Problem
Please rewrite the entries below as a Markdown table with two columns, Row and Line, giving each nonblank line its own numbered row and leaving out the pictures.

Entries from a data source
____

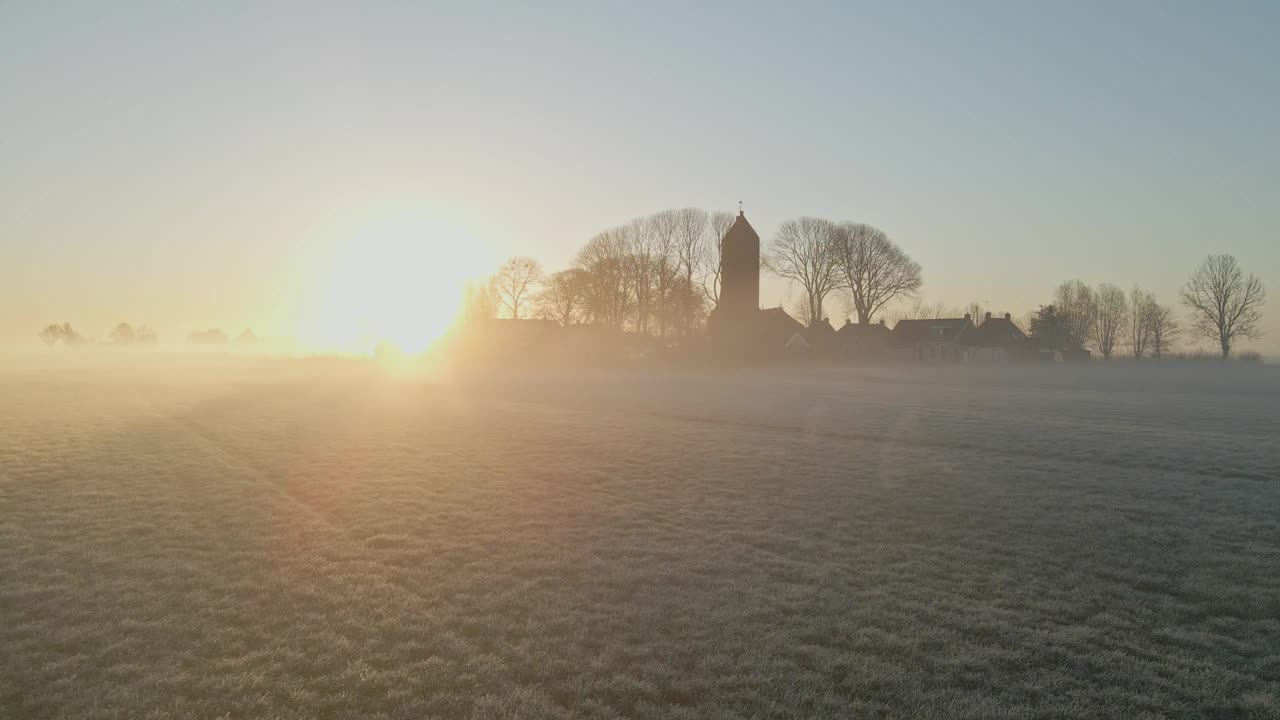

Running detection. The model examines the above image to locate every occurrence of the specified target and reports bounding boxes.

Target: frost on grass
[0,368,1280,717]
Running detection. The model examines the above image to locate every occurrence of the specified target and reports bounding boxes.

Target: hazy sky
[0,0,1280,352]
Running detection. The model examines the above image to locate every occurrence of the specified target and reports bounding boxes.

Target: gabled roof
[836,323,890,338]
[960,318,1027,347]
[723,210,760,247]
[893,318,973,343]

____

Answer
| Row | Line |
|---|---|
| 1 | Running detection. The model examines the above image to locate every occurrence of the specified target and reports bounding boxes. |
| 2 | Target: frost on grass |
| 3 | [0,368,1280,717] |
| 4 | Running detection. The model examines the above image to locate every occurrence of the specified target and reports bounding boxes. |
| 5 | Target: hazy sky |
| 6 | [0,0,1280,352] |
| 7 | Running detection. The model examines the above image to locate every occurrence of the specified target and reports bounding boxes. |
| 8 | Target: gabled roof |
| 9 | [836,323,890,338] |
| 10 | [960,318,1027,347] |
| 11 | [723,210,760,247] |
| 12 | [893,318,973,343] |